▶ [Provided passage]
-------
The question is good, but I think your wander around the prospectus may have left you with some incorrect information. There will NOT be 100,000,000 shares of common stock. There were a little more than 100M shares of convertible preferred stock that will be converted to 20,287,131 shares of Common Stock. Additionally, there are some options, 141,982 shares of common stock (at a weighted average of $5.71-- NOT $0.16), and of course, the JP Morgan retains their over-allotment option, which increases the offering to 5.75 M shares. Thus, if my own math is not wrong (though I make NO guarantees of this either), the maximum total shares outstanding will be 26,221,630 at the time of the offering. That's a far cry from 100 million. (Source heading: Dilution, page 37)
Now, let's say that the example given in the roadshow about the company that formulated a proprietary version of niacin holds true, and that the company really can sell for 4 Billion dollars within the next few years (I think this is low, given the potential value of everything in the pipeline). Let's also assume that anyone getting in on this Day 1 is going to have to pay twice the IPO Price, which we'll set at the high end of $11.00-- this would give us a buy-in price of $22.00/share.
$4,000,000,000 sales price / 26,221,630 shares = $152.55 / share
So, under these relatively conservative estimates (assuming, the BIG assumption, that the clinicals hold up) an investor buying in at $22.00 might expect to profit $130.55/share, or to put it into Foolish terms: almost a full "7-bagger." That's not bad, but again I think that it's conservative.
-------
▶ [Available data]
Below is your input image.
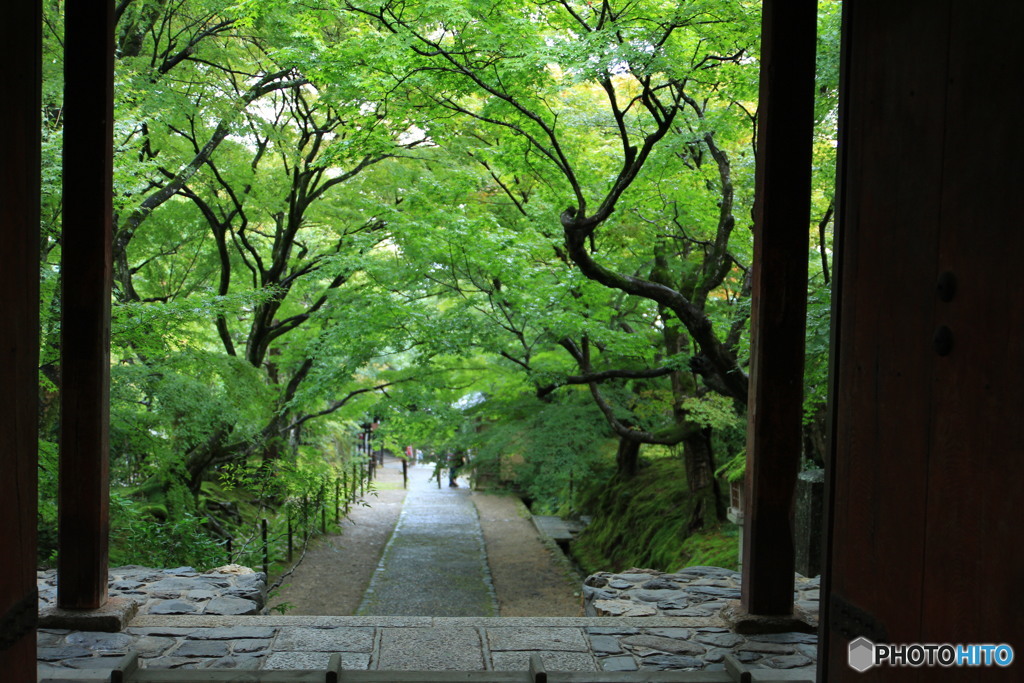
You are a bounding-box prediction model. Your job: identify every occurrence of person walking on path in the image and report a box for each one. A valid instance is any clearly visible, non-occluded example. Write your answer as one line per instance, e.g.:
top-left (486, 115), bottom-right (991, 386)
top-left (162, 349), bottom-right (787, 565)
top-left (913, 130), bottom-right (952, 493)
top-left (447, 452), bottom-right (465, 488)
top-left (355, 460), bottom-right (498, 616)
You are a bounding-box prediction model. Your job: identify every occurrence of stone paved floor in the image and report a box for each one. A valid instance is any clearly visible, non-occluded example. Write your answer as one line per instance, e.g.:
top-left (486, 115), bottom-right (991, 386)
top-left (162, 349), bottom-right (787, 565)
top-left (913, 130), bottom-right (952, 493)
top-left (356, 467), bottom-right (498, 616)
top-left (40, 615), bottom-right (816, 681)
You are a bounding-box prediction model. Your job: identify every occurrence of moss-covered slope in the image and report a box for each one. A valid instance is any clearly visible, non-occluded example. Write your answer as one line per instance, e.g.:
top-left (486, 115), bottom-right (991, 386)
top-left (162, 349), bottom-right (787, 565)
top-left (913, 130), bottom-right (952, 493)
top-left (571, 458), bottom-right (738, 573)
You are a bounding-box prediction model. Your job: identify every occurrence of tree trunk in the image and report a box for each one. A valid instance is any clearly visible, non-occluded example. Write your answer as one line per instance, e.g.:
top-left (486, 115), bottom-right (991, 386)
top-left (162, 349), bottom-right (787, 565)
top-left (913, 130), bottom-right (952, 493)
top-left (682, 425), bottom-right (725, 530)
top-left (615, 436), bottom-right (640, 479)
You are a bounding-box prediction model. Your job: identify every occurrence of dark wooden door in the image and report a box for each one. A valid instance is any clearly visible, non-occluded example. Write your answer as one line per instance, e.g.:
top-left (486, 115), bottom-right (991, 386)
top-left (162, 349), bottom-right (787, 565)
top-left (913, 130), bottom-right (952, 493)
top-left (821, 0), bottom-right (1024, 681)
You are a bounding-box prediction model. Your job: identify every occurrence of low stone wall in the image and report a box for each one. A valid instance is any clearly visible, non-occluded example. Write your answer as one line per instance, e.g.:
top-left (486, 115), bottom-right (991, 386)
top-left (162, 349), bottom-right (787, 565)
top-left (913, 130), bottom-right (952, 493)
top-left (584, 566), bottom-right (820, 626)
top-left (32, 566), bottom-right (818, 682)
top-left (36, 564), bottom-right (266, 615)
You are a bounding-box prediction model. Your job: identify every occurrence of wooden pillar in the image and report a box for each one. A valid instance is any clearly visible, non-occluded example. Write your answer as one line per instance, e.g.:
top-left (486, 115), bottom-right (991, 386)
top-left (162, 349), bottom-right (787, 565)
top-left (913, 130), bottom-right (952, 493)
top-left (57, 0), bottom-right (114, 609)
top-left (741, 0), bottom-right (817, 615)
top-left (0, 0), bottom-right (42, 681)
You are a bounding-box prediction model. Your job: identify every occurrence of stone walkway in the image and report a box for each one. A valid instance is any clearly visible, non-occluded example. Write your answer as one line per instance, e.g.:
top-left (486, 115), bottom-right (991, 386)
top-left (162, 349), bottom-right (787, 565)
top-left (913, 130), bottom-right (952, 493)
top-left (39, 567), bottom-right (817, 683)
top-left (34, 615), bottom-right (814, 683)
top-left (32, 467), bottom-right (818, 683)
top-left (356, 464), bottom-right (498, 616)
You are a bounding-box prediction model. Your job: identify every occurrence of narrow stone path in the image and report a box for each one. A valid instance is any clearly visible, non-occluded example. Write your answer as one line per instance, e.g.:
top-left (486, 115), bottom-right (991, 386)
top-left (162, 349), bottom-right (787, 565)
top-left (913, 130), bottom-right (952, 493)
top-left (267, 458), bottom-right (407, 616)
top-left (356, 463), bottom-right (498, 616)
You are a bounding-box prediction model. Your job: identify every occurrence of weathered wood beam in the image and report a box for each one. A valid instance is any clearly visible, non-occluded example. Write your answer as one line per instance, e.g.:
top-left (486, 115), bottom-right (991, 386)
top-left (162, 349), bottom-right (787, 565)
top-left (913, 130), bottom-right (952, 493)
top-left (741, 0), bottom-right (817, 615)
top-left (57, 0), bottom-right (114, 609)
top-left (0, 0), bottom-right (42, 681)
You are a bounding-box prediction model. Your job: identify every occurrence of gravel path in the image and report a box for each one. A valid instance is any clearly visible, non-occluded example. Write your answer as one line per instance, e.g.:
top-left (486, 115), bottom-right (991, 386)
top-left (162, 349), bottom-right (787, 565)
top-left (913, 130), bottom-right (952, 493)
top-left (268, 458), bottom-right (583, 616)
top-left (355, 467), bottom-right (498, 616)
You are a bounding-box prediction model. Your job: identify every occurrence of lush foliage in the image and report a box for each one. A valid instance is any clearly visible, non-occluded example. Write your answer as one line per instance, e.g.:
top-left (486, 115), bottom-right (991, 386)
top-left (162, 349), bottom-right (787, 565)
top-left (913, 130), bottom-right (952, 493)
top-left (40, 0), bottom-right (839, 565)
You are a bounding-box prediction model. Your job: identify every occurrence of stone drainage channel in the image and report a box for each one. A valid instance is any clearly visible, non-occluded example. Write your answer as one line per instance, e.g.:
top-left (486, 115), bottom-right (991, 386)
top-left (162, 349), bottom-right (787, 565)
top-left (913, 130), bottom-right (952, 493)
top-left (32, 458), bottom-right (818, 683)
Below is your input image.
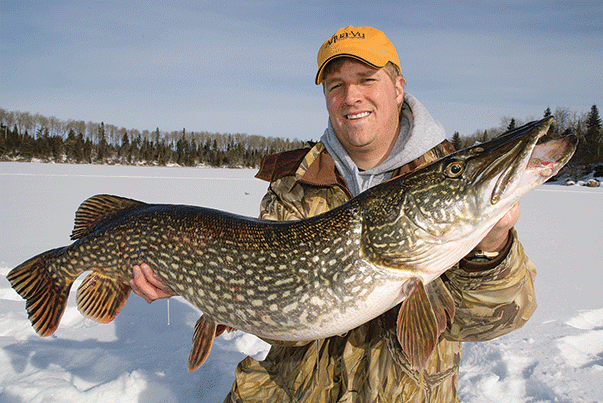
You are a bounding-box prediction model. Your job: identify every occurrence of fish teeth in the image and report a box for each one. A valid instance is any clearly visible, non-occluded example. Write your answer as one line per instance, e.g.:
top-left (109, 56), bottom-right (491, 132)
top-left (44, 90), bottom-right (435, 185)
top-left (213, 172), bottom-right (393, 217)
top-left (345, 112), bottom-right (371, 120)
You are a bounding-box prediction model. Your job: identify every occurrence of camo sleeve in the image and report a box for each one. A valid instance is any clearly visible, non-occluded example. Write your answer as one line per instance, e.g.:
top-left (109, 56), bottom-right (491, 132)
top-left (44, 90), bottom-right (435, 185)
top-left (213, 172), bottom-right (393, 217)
top-left (260, 176), bottom-right (348, 221)
top-left (438, 229), bottom-right (536, 341)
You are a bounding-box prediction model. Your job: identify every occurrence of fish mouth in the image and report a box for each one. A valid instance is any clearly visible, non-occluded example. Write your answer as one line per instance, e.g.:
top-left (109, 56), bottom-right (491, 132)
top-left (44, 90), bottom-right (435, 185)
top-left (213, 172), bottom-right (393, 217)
top-left (472, 116), bottom-right (578, 204)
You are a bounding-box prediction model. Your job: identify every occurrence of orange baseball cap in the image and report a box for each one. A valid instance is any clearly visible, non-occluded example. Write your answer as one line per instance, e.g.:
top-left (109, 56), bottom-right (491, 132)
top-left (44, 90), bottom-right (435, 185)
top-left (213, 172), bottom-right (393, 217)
top-left (314, 25), bottom-right (400, 85)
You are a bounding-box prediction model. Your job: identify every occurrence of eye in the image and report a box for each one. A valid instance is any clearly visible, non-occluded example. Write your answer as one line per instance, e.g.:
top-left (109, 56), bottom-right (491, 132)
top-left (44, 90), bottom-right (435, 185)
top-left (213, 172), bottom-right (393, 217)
top-left (444, 161), bottom-right (465, 178)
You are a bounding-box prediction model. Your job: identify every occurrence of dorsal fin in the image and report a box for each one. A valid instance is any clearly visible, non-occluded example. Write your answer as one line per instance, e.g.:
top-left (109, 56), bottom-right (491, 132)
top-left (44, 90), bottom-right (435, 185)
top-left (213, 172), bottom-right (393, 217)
top-left (71, 195), bottom-right (146, 240)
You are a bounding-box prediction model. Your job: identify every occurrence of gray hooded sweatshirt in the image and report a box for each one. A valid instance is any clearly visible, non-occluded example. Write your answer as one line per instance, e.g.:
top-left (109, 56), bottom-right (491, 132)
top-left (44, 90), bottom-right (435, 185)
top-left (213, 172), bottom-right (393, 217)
top-left (320, 93), bottom-right (446, 196)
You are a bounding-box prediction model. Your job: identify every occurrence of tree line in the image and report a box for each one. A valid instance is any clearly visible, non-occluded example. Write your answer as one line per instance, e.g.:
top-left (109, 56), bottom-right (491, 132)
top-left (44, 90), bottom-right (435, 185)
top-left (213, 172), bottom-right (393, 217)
top-left (452, 105), bottom-right (603, 170)
top-left (0, 105), bottom-right (603, 175)
top-left (0, 108), bottom-right (304, 168)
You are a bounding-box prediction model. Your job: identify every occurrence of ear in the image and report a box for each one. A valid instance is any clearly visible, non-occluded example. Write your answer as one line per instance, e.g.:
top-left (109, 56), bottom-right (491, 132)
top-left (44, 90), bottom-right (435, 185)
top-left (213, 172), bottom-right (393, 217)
top-left (395, 76), bottom-right (406, 105)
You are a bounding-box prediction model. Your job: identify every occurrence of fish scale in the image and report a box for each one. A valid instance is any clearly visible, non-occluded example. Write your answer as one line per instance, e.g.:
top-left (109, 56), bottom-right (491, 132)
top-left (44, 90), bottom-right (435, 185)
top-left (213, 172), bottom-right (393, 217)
top-left (7, 119), bottom-right (576, 371)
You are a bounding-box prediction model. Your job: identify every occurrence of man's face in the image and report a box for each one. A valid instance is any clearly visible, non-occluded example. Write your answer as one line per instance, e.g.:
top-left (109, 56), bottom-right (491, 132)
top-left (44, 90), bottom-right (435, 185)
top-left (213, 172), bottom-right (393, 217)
top-left (324, 59), bottom-right (404, 163)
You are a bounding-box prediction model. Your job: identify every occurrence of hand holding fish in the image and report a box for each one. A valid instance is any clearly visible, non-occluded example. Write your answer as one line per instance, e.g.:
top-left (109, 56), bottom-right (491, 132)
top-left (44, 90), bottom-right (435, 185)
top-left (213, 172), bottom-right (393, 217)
top-left (130, 263), bottom-right (178, 304)
top-left (474, 202), bottom-right (520, 254)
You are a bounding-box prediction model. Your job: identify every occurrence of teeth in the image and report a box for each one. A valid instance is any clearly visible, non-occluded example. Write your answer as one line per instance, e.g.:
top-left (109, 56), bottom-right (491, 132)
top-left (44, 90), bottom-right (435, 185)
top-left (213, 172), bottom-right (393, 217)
top-left (345, 112), bottom-right (370, 119)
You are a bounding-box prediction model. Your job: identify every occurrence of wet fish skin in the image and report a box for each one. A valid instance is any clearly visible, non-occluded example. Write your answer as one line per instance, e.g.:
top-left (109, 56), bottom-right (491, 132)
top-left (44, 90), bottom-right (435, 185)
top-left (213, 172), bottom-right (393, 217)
top-left (8, 120), bottom-right (576, 370)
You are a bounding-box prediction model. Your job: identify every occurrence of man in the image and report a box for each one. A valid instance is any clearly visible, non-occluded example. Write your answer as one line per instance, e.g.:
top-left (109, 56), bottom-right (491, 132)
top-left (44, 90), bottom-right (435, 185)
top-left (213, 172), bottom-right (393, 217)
top-left (132, 26), bottom-right (536, 402)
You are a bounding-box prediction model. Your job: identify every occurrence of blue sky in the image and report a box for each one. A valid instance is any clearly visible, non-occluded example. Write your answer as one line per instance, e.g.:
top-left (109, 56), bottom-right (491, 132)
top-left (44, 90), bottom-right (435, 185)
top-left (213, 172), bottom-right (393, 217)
top-left (0, 0), bottom-right (603, 140)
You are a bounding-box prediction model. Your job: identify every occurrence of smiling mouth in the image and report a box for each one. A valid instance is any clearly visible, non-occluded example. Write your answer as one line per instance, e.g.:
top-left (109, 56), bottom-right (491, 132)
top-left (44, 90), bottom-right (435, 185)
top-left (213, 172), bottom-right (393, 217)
top-left (345, 112), bottom-right (371, 120)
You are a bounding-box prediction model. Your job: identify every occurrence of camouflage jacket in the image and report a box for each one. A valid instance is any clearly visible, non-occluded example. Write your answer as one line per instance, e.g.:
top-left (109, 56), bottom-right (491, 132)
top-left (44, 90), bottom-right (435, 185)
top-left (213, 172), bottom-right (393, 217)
top-left (225, 141), bottom-right (536, 403)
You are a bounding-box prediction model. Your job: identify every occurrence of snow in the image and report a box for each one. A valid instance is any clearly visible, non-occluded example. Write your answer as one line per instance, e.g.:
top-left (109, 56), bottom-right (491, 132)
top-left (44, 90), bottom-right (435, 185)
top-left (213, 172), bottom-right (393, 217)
top-left (0, 162), bottom-right (603, 403)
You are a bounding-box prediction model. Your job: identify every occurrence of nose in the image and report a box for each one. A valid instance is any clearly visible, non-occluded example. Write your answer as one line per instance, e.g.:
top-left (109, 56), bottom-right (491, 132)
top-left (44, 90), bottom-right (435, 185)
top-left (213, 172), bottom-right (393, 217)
top-left (343, 84), bottom-right (362, 105)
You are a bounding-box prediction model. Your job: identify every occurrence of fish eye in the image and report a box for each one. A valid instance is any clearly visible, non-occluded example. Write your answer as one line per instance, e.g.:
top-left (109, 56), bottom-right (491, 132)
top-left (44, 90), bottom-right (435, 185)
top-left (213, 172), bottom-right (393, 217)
top-left (444, 161), bottom-right (465, 178)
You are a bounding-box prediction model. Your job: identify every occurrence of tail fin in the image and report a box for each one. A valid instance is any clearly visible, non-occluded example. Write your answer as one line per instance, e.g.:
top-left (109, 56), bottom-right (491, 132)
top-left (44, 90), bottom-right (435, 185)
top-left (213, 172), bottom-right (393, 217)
top-left (6, 248), bottom-right (76, 337)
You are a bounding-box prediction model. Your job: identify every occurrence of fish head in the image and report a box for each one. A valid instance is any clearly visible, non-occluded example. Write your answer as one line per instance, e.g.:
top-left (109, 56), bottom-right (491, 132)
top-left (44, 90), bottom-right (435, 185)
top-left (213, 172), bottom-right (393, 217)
top-left (363, 117), bottom-right (577, 276)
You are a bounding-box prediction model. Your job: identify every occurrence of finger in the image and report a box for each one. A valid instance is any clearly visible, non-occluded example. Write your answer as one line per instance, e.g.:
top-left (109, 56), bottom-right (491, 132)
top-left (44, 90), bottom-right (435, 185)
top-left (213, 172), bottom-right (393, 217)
top-left (140, 263), bottom-right (176, 298)
top-left (130, 265), bottom-right (153, 304)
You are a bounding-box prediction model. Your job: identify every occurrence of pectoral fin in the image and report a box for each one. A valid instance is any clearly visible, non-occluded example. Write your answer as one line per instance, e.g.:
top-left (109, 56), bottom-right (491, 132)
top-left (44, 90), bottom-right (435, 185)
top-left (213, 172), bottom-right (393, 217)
top-left (76, 272), bottom-right (131, 323)
top-left (397, 279), bottom-right (454, 371)
top-left (188, 315), bottom-right (237, 372)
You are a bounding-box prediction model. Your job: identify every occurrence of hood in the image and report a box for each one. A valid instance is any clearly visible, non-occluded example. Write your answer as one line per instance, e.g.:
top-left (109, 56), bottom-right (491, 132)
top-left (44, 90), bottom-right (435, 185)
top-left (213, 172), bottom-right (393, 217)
top-left (320, 93), bottom-right (446, 196)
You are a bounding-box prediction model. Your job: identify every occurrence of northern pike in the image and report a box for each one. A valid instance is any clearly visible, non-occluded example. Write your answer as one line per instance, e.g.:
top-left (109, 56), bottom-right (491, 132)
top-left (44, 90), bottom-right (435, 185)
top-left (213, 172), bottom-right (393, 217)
top-left (7, 117), bottom-right (577, 371)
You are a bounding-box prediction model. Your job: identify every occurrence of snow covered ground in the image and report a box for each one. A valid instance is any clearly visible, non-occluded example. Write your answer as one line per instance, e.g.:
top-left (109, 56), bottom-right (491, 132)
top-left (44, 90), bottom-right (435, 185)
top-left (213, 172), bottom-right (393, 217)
top-left (0, 162), bottom-right (603, 403)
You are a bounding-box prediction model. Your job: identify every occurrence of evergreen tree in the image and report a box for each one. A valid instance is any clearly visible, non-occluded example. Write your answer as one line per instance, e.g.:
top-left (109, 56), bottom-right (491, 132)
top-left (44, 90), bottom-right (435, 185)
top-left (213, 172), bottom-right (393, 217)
top-left (452, 132), bottom-right (463, 150)
top-left (584, 105), bottom-right (603, 162)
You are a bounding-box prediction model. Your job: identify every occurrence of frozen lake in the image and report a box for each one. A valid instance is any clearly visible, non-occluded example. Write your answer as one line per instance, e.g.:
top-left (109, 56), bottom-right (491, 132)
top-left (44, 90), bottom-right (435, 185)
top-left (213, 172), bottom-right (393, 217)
top-left (0, 162), bottom-right (603, 402)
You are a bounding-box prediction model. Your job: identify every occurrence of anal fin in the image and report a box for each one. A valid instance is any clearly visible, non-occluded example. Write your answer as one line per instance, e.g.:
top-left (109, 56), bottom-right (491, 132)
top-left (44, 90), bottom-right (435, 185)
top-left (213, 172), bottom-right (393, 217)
top-left (397, 279), bottom-right (455, 371)
top-left (188, 315), bottom-right (218, 372)
top-left (6, 248), bottom-right (77, 337)
top-left (76, 272), bottom-right (131, 323)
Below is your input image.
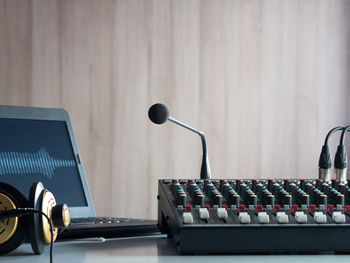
-------
▶ [Assigned task]
Reproduce the IPO share-count post word for word, from "Now, let's say" up to and including "price of $22.00/share.".

▶ [Answer to the exercise]
Now, let's say that the example given in the roadshow about the company that formulated a proprietary version of niacin holds true, and that the company really can sell for 4 Billion dollars within the next few years (I think this is low, given the potential value of everything in the pipeline). Let's also assume that anyone getting in on this Day 1 is going to have to pay twice the IPO Price, which we'll set at the high end of $11.00-- this would give us a buy-in price of $22.00/share.